Quote the passage of the debate on British Council contractors that begins with the words containing "Thank you, Ms" and ends with "out for them.".
** Opening Source extract block **
Volume 725: debated on Wednesday 11 January 2023

I will call Mr John Baron to move the motion and then call the Minister. There will not be an opportunity for John Baron to wind up, because it is just for the Minister to respond.

I beg to move,

That this House has considered British Council contractors in Afghanistan.

Thank you, Ms McVey. I thank Mr Speaker for granting the debate and you, Ms McVey, for chairing it. It is a pleasure to serve under your chairmanship. I declare a slight interest, in that I am chair of the British Council all-party parliamentary group.

Since the fall of Kabul in August 2021, Members and peers of all parties have been united in our efforts to do right by those who worked on behalf of the UK in Afghanistan. I opposed the morphing of the mission into nation building once we had rid the country of al-Qaeda in 2001, but whatever one’s views, those people were the visible face of Britain in their country, promoting our language, culture and values. We owe them a debt of thanks and gratitude as well as having an obligation to look out for them.
** Closing Source extract block **
** Opening Extracted data block **
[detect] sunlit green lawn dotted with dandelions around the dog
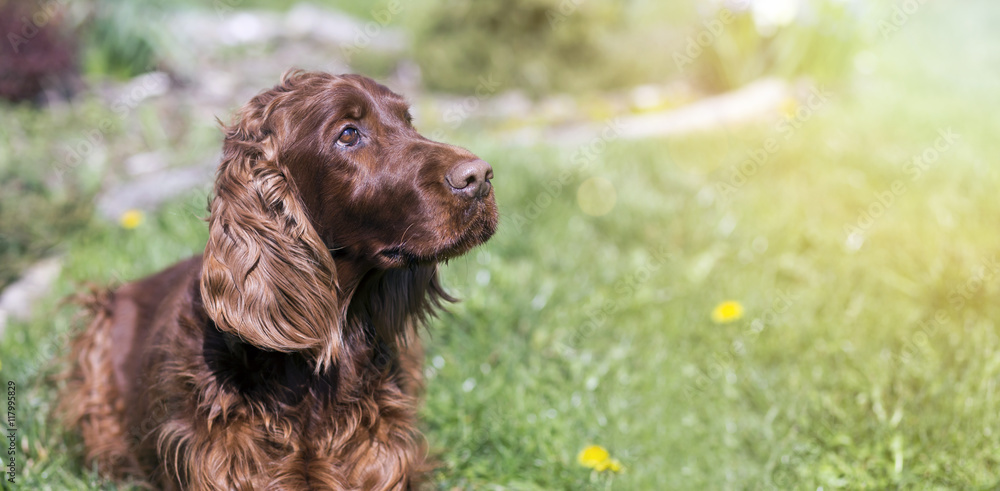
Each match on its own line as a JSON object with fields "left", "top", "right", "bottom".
{"left": 0, "top": 2, "right": 1000, "bottom": 490}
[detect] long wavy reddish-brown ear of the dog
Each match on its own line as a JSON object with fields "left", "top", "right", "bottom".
{"left": 201, "top": 89, "right": 342, "bottom": 370}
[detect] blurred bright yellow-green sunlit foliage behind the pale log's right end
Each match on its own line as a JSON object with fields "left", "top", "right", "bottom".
{"left": 692, "top": 0, "right": 864, "bottom": 91}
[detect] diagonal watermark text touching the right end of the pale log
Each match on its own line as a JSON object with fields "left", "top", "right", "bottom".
{"left": 715, "top": 86, "right": 833, "bottom": 198}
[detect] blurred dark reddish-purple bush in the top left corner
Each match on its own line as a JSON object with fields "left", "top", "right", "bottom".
{"left": 0, "top": 0, "right": 77, "bottom": 103}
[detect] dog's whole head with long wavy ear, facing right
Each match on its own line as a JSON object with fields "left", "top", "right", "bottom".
{"left": 201, "top": 72, "right": 497, "bottom": 366}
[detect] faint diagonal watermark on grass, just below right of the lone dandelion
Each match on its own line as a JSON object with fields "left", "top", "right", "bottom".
{"left": 684, "top": 289, "right": 798, "bottom": 400}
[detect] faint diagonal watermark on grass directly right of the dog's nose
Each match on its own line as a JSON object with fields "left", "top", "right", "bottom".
{"left": 509, "top": 118, "right": 623, "bottom": 232}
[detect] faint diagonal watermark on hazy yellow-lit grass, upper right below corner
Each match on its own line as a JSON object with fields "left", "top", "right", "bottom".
{"left": 844, "top": 128, "right": 961, "bottom": 250}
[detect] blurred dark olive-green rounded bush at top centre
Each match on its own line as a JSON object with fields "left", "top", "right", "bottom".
{"left": 412, "top": 0, "right": 622, "bottom": 95}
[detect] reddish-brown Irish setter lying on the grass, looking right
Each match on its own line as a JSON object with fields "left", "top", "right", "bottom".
{"left": 62, "top": 72, "right": 497, "bottom": 490}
** Closing Extracted data block **
Written response
Thank you, Ms McVey. I thank Mr Speaker for granting the debate and you, Ms McVey, for chairing it. It is a pleasure to serve under your chairmanship. I declare a slight interest, in that I am chair of the British Council all-party parliamentary group.

Since the fall of Kabul in August 2021, Members and peers of all parties have been united in our efforts to do right by those who worked on behalf of the UK in Afghanistan. I opposed the morphing of the mission into nation building once we had rid the country of al-Qaeda in 2001, but whatever one’s views, those people were the visible face of Britain in their country, promoting our language, culture and values. We owe them a debt of thanks and gratitude as well as having an obligation to look out for them.